(Referring expression pointing data)
■ ■ ■ ■
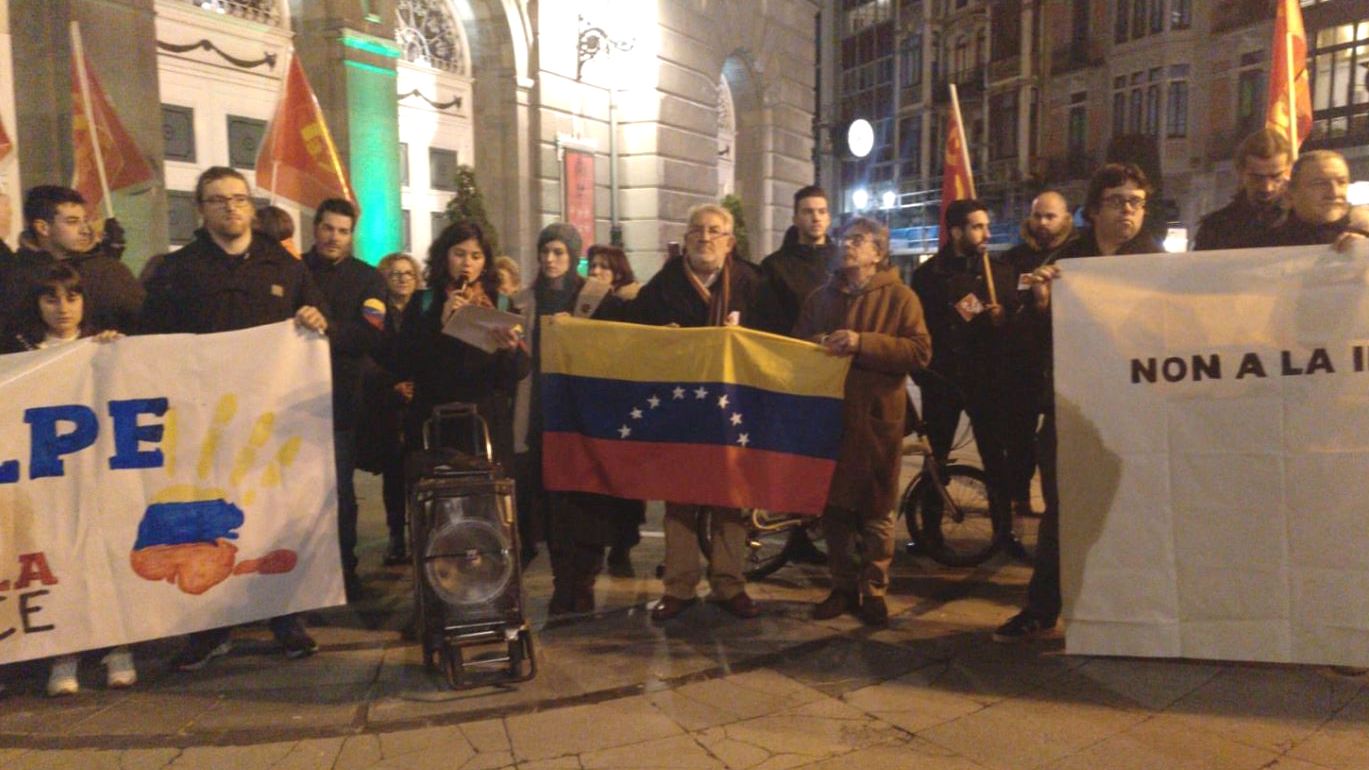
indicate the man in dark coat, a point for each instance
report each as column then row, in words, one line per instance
column 1319, row 208
column 802, row 263
column 1116, row 210
column 225, row 280
column 1262, row 162
column 868, row 314
column 56, row 228
column 355, row 296
column 702, row 288
column 969, row 350
column 1046, row 232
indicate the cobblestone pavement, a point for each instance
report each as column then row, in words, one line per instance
column 615, row 691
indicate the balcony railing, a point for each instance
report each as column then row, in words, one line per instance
column 263, row 11
column 1076, row 56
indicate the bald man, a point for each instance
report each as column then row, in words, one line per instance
column 1046, row 230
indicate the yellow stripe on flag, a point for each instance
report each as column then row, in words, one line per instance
column 716, row 354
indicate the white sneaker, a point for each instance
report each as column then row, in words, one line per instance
column 119, row 672
column 63, row 677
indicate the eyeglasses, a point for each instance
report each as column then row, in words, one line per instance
column 227, row 202
column 1123, row 202
column 707, row 233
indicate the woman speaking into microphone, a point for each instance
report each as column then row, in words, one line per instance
column 460, row 271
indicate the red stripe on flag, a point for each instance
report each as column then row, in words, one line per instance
column 686, row 473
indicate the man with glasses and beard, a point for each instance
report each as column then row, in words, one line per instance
column 232, row 278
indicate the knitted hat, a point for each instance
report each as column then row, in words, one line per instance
column 566, row 233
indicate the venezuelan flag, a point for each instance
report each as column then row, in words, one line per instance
column 715, row 415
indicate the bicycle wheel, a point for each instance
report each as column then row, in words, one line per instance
column 957, row 536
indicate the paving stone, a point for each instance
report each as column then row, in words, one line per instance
column 315, row 754
column 486, row 735
column 1165, row 744
column 681, row 752
column 1027, row 732
column 260, row 756
column 1343, row 741
column 1273, row 707
column 587, row 728
column 1153, row 684
column 713, row 702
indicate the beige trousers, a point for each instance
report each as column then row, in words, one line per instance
column 875, row 535
column 682, row 552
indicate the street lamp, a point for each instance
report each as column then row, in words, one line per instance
column 590, row 43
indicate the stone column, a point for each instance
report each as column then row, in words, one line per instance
column 349, row 54
column 119, row 39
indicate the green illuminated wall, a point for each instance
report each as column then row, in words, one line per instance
column 374, row 166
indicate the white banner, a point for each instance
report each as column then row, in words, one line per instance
column 159, row 485
column 1213, row 414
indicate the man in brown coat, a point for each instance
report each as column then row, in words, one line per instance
column 867, row 313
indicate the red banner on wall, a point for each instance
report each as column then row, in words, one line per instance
column 579, row 192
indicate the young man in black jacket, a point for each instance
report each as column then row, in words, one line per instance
column 802, row 263
column 1262, row 162
column 355, row 295
column 229, row 278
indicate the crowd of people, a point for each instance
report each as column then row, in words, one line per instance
column 974, row 330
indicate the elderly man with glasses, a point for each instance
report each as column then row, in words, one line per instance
column 705, row 287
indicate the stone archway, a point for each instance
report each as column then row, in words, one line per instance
column 500, row 33
column 750, row 147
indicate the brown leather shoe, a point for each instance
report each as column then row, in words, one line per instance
column 837, row 603
column 670, row 607
column 741, row 606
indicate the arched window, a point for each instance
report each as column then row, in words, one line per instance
column 429, row 36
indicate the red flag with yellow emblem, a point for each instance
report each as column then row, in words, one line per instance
column 104, row 158
column 297, row 159
column 6, row 145
column 1290, row 100
column 957, row 178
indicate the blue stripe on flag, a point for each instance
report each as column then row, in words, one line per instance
column 693, row 413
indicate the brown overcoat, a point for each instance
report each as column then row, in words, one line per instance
column 893, row 343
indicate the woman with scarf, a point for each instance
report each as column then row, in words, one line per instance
column 460, row 271
column 578, row 526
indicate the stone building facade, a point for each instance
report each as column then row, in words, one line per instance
column 1050, row 89
column 692, row 97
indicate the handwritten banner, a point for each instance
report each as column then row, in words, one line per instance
column 159, row 485
column 1213, row 417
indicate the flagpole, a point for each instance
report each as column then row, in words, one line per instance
column 1293, row 95
column 89, row 114
column 964, row 140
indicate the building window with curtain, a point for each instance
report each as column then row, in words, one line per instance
column 1176, row 108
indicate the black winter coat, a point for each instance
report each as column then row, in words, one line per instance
column 201, row 289
column 670, row 297
column 789, row 277
column 355, row 293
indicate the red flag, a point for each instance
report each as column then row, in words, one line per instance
column 297, row 159
column 1288, row 91
column 117, row 162
column 957, row 178
column 6, row 145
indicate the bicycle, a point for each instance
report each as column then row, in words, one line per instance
column 772, row 540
■ ■ ■ ■
§ THE PROBLEM:
Return every line of the preceding records in which the word "woman" appears.

§ ANSWER TO THIS PROBLEM:
indicate the woman speaking into microphone, a point for each instance
indicate the woman with scarf, a point for each instance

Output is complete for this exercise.